- **Stored data entries**
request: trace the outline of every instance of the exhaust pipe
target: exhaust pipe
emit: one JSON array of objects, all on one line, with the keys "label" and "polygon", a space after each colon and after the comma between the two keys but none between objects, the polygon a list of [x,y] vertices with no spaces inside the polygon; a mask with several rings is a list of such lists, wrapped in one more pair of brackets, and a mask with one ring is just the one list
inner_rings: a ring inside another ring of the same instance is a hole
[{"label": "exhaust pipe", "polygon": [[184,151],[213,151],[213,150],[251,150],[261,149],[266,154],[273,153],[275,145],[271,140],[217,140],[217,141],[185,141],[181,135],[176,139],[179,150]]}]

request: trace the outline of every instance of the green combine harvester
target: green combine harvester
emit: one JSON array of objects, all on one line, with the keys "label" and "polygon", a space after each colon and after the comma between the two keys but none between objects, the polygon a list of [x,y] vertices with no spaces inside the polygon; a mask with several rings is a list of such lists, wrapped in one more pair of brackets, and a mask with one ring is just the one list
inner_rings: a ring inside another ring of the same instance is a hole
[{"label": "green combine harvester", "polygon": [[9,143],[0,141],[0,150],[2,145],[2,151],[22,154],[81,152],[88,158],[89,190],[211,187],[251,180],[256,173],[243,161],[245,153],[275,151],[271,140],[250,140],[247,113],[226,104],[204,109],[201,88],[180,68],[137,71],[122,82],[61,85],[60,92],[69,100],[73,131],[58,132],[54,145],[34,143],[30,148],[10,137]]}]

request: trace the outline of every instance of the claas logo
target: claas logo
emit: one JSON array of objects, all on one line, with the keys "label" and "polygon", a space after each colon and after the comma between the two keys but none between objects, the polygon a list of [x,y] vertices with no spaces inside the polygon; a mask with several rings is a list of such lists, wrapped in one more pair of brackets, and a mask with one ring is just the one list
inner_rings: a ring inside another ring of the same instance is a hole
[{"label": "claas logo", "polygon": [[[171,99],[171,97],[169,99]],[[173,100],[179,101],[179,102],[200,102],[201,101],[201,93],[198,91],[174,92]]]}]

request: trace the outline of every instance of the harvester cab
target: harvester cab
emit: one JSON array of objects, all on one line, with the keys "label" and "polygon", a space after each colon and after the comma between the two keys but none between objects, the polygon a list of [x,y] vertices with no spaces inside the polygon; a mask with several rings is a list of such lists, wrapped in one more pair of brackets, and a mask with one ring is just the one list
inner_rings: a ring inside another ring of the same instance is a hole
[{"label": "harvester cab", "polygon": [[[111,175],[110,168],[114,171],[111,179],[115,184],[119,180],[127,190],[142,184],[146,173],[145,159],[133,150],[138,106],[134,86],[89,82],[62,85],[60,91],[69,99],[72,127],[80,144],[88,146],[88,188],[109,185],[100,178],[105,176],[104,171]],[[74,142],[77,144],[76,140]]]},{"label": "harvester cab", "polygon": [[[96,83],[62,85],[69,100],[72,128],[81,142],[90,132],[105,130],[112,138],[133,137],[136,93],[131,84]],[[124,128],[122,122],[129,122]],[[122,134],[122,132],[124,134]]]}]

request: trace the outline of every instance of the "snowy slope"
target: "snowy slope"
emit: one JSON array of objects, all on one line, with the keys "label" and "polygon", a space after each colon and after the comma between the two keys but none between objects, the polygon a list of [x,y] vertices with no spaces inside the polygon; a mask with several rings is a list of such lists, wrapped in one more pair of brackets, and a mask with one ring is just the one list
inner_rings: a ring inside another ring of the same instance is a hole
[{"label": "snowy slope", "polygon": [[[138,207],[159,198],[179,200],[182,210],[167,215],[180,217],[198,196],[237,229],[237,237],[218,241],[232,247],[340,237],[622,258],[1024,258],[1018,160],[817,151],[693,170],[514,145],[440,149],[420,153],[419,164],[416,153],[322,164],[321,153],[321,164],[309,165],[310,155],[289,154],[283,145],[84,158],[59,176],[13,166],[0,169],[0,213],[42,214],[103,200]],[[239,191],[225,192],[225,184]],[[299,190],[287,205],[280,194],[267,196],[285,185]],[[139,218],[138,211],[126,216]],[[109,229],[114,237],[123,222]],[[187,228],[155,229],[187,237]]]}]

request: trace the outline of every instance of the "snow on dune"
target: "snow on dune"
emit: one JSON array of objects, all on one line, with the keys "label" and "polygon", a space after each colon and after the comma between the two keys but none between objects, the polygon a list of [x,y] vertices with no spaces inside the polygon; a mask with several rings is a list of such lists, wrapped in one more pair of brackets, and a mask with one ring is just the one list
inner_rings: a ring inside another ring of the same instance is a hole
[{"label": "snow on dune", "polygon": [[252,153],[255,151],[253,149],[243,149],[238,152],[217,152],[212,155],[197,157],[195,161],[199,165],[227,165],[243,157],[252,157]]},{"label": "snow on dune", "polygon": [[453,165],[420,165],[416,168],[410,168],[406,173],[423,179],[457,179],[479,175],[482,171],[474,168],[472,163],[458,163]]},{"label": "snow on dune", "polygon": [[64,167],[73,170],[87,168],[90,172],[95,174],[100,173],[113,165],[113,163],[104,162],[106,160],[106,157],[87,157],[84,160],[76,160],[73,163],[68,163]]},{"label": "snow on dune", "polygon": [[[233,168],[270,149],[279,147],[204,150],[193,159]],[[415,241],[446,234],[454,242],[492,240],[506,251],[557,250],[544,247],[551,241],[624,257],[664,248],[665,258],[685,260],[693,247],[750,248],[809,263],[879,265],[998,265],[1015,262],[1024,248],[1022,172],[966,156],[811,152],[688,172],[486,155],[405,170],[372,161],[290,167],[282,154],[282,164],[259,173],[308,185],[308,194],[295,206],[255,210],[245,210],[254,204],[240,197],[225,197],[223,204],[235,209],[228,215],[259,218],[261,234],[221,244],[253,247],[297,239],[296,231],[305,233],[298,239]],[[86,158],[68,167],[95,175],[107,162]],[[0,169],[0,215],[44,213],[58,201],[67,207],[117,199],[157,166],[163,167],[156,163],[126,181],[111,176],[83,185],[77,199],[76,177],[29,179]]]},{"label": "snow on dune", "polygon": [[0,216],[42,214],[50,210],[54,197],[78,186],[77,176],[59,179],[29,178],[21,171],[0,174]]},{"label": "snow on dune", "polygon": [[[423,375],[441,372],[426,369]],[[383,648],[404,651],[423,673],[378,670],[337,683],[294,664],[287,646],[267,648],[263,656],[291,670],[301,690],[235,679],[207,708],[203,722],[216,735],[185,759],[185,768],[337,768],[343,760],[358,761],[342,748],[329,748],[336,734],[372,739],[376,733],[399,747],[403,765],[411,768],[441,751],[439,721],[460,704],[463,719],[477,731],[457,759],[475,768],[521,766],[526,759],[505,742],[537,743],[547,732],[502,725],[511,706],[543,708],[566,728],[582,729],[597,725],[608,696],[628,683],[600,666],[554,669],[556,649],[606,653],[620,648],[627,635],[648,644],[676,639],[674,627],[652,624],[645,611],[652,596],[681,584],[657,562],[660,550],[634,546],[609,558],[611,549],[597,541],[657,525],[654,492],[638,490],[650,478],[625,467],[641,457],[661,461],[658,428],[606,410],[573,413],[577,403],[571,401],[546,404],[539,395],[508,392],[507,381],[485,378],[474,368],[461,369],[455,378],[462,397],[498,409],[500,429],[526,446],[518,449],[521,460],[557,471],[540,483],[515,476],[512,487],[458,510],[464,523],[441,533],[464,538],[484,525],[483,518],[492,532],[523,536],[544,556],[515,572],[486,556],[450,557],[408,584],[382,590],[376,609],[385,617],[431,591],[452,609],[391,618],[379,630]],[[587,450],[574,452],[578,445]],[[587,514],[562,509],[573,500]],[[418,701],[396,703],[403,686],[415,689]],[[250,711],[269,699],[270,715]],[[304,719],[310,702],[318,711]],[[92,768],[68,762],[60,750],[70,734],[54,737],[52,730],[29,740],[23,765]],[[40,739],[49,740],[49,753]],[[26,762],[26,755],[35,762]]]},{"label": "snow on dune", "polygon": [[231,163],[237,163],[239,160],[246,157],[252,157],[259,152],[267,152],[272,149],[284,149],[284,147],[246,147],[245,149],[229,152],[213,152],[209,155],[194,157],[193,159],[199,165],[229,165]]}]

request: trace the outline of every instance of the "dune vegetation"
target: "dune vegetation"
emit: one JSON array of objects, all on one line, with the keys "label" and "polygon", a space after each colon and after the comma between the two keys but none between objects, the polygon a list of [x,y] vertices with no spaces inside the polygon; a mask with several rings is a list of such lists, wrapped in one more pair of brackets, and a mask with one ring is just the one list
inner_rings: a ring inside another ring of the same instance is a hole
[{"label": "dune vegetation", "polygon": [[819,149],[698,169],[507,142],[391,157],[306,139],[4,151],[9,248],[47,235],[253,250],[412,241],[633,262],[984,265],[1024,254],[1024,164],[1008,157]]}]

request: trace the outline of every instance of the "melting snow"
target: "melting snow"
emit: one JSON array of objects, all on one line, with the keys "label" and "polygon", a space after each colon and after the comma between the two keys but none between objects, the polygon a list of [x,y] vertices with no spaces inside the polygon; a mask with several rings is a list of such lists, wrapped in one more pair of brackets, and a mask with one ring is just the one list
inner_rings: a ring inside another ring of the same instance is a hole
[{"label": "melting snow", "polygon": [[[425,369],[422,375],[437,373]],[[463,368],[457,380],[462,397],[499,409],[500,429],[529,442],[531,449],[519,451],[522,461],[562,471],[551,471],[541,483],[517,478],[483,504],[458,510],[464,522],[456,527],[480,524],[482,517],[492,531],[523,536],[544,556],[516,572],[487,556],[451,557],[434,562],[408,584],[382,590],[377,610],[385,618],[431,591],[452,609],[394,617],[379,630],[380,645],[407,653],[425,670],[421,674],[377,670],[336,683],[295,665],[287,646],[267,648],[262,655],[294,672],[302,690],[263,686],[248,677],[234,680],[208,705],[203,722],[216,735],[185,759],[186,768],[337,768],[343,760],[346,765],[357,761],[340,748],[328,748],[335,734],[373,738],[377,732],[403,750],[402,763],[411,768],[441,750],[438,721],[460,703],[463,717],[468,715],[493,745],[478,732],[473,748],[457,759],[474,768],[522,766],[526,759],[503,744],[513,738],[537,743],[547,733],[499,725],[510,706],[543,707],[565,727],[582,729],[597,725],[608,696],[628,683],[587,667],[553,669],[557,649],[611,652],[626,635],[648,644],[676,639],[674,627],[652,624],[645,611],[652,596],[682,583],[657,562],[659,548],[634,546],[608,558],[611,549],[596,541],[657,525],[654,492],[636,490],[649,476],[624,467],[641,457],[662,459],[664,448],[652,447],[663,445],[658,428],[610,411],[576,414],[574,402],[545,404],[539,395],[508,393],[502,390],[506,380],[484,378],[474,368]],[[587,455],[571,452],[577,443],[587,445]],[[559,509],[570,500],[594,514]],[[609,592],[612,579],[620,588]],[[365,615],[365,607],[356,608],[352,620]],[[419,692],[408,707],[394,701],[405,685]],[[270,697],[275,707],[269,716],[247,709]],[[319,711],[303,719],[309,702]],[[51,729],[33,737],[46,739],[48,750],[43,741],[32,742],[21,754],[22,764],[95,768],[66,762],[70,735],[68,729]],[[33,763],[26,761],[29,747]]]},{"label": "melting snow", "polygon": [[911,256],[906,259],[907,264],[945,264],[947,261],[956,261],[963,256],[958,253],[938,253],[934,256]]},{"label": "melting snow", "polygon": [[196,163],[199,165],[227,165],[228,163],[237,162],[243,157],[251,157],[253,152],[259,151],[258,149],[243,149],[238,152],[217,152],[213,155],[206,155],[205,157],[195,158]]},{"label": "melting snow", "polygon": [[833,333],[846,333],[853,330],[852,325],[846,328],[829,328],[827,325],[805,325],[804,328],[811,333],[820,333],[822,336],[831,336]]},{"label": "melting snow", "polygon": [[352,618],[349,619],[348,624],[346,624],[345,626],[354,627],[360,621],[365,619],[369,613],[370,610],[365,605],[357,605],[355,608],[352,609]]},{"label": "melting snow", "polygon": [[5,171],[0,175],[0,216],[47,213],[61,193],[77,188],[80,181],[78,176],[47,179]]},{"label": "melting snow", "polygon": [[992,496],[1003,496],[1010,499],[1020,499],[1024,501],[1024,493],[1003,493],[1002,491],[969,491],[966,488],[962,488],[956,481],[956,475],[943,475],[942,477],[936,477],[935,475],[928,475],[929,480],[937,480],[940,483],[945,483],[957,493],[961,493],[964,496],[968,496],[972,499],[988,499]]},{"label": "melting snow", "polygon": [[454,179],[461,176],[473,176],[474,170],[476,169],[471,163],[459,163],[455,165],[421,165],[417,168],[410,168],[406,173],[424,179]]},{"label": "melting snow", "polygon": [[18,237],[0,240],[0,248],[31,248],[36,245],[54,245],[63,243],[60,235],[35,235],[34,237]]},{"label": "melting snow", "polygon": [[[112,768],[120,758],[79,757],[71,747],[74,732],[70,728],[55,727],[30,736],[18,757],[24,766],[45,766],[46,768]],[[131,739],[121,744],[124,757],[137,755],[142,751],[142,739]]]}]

- **WORK INSTRUCTIONS**
In the entries above, identify every line with the word "target". Copy those lines.

- **RESPONSE BOX**
target: exhaust pipe
target: green combine harvester
target: claas logo
target: harvester cab
target: "snowy slope"
target: "snow on dune"
target: "dune vegetation"
target: "melting snow"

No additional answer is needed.